TO-DO LIST ::
**a)** According to the theatre review, how long does Drama Queen run?
**b)** Reproduce the part of the theatre review that begins with the words containing "Cooper's challenge increased" and ends with "a bad mood.".

--- BEGIN SOURCE ---

THIS is the most personal piece of John Cooper's 40-year commitment to theatre, and sometimes, as with children, you can be too close to see the faults.
"We're finding it a very exciting challenge," he said, introducing last night's first preview performance in preparation for Drama Queen's run at the Edinburgh Fringe with its raft of songs by those rock opera hams, Queen.
Cooper's challenge increased when a company member pulled out at short notice, forcing him to re-write the script with one fewer role. These things happen - I recall an actress pulling out of my revue show after arriving in Edinburgh in my university days - but Drama Queen is a play, not a revue, and so any changes have a more damaging effect.
In the past Cooper and the A1 Theatre wing of his Stagecoach Youth Theatre York operation have taken 90-minute slots at the Fringe. This time Drama Queen is a skinny 55 minutes, and its finale is too heavy for its structure. The play never settles into its stride, its series of sceptical, cynical, punchy vignettes interspersed with choreographer Eric Carpenter's even more punchy dance routines which come across like Pan's People in a bad mood.

--- END SOURCE ---
--- BEGIN STORED RECORDS ---

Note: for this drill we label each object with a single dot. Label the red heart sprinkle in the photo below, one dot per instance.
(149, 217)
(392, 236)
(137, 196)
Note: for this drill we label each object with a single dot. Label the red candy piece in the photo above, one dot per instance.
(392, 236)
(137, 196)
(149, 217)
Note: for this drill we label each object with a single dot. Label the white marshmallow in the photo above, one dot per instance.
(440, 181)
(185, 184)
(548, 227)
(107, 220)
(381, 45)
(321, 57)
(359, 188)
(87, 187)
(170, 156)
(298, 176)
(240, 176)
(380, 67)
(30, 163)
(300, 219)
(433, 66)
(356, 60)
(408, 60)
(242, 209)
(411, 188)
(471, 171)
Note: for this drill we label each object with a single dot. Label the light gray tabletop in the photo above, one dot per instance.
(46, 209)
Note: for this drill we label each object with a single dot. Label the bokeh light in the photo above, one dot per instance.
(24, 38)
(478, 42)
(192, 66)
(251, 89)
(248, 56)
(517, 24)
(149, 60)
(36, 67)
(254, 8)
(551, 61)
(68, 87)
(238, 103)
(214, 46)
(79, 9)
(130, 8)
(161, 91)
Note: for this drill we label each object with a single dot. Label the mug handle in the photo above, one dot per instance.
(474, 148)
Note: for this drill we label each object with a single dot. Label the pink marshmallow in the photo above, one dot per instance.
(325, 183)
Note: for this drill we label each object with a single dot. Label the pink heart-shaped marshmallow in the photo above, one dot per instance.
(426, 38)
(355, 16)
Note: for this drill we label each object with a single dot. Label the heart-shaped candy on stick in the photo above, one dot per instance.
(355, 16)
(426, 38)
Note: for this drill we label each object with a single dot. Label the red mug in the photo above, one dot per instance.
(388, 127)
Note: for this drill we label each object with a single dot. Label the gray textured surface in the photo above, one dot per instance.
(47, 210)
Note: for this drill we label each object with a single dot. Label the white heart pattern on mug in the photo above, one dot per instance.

--- END STORED RECORDS ---

TASK SOLUTIONS ::
**a)** 55 minutes.

**b)**
Cooper's challenge increased when a company member pulled out at short notice, forcing him to re-write the script with one fewer role. These things happen - I recall an actress pulling out of my revue show after arriving in Edinburgh in my university days - but Drama Queen is a play, not a revue, and so any changes have a more damaging effect.
In the past Cooper and the A1 Theatre wing of his Stagecoach Youth Theatre York operation have taken 90-minute slots at the Fringe. This time Drama Queen is a skinny 55 minutes, and its finale is too heavy for its structure. The play never settles into its stride, its series of sceptical, cynical, punchy vignettes interspersed with choreographer Eric Carpenter's even more punchy dance routines which come across like Pan's People in a bad mood.